**** Source material ****

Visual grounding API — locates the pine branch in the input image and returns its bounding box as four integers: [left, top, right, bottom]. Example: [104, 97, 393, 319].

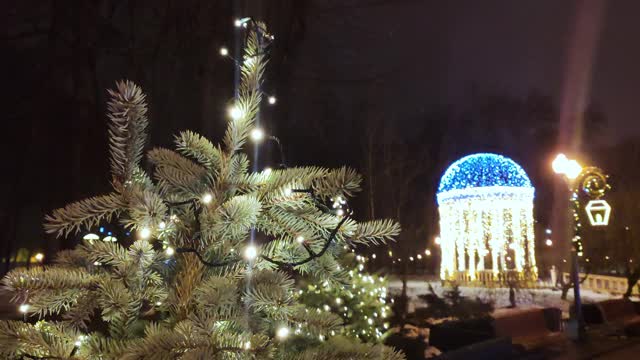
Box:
[175, 131, 223, 171]
[44, 193, 127, 236]
[351, 219, 400, 245]
[107, 80, 148, 184]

****

(Description of the task)
Reproduce every line of the items above without changing a character, and leave the pictures out.

(Solution to this task)
Visual grounding API — locates the pine branch in the input image and returns its bounding box as four integers: [left, top, right, bottom]. Example: [104, 97, 393, 319].

Box:
[175, 131, 223, 171]
[44, 193, 127, 236]
[351, 219, 400, 245]
[107, 80, 148, 184]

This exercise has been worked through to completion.